**Page extract**
──────────

# Langster bottom bracket



## al-fresco (11 Apr 2013)

Just noticed a little side-to-side play in the cranks of my 2011 Langster and I'm guessing that the bottom bracket is on the way out. A bit disappointing as it's only done 3,300 miles but, judging by other threads, it seems to be a fairly common failing. (Why is that?)

I'm a bit reluctant to go for a straight Sugino 68 x 103mm replacement as, presumably, that is likely to fail over a similar mileage. I notice that there are other makes - Tange seems to be the same unit with a different brand name, Token do a 68 x 103 that might be worth trying. Has anyone had experience of these (or other) bottom brackets? Any recommendations?


----------



## MrGrumpy (11 Apr 2013)

Had a Token one as a replacement on my old Langster 2008 frame, however that started to go as well. Ended up with a new 2012 langster frame on warranty and thus far BB seems ok? However riding in all weathers I just think they will fail eventually no matter what. 3k+ miles does not seem that bad for the langster standard BB ,mine went well before that!

This the type I bought but not from there as I paid about £20, they seem as rare as rocking horse....

http://www.ebay.co.uk/itm/Token-Bike-Carbon-BB-with-Cromo-Square-Axle-68x103-/281070552000


----------



## al-fresco (11 Apr 2013)

MrGrumpy said:


> Had a Token one as a replacement on my old Langster 2008 frame, however that started to go as well. Ended up with a new 2012 langster frame on warranty and thus far BB seems ok? However riding in all weathers I just think they will fail eventually no matter what. 3k+ miles does not seem that bad for the langster standard BB ,mine went well before that!
> 
> This the type I bought but not from there as I paid about £20, they seem as rare as rocking horse....
> 
> http://www.ebay.co.uk/itm/Token-Bike-Carbon-BB-with-Cromo-Square-Axle-68x103-/281070552000


 
Thanks for that - On-One is showing stock of that unit for £19.99 - looks like I'll need to buy something else to get free postage.


----------



## ayceejay (11 Apr 2013)

Are you sure the one you have is a Sugino? I have a Masi with Sugino RD chain set but the recently replaced BB was a generic unit NOT Sugino. You should check Sheldon Brown for alternatives that will maintain the same chain line or break the bank and get a Chris King


----------



## Christopher (11 Apr 2013)

──────────

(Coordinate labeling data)
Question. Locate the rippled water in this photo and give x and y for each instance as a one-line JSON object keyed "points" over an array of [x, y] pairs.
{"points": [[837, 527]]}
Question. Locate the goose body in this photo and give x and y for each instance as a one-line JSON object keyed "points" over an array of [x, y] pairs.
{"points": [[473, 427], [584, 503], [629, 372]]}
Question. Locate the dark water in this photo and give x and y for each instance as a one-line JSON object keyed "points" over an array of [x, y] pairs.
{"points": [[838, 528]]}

──────────

**Task statement**
Resume the forum thread about the Langster bottom bracket from the point where it stops.

**Output of the exercise**
I have several Shimano UN54 BBs of various lengths that have been swopped around between my bikes for years and seem indestructible. Quite heavy though.
I would also recommend you _don't_ buy cheap Stronglight BBs as I had two and they were both rubbish as they quickly developed play and started to run rough after a few hundred miles. I chucked them.


----------



## MrGrumpy (11 Apr 2013)

ayceejay said:


> Are you sure the one you have is a Sugino? I have a Masi with Sugino RD chain set but the recently replaced BB was a generic unit NOT Sugino. You should check Sheldon Brown for alternatives that will maintain the same chain line or break the bank and get a Chris King


 when I replaced mine it was defo a sugino.


----------



## Old Plodder (11 Apr 2013)

Don't ride a Langster, but I've had good mileage from standard Shimano BBs.
(If not changing crankset, any of the same length will work.)


----------



## al-fresco (12 Apr 2013)

Thanks for the replies. I'm expecting it to be a Sugino unit but I won't know for sure until I come to change it - I've had another waggle of the cranks and the play is very small at the moment so I might be being slightly over cautious. I couldn't find a Shimano UN54 in the same size so I've ordered a Token BB from On One and I'll see how that goes.


----------



## MrGrumpy (16 Apr 2013)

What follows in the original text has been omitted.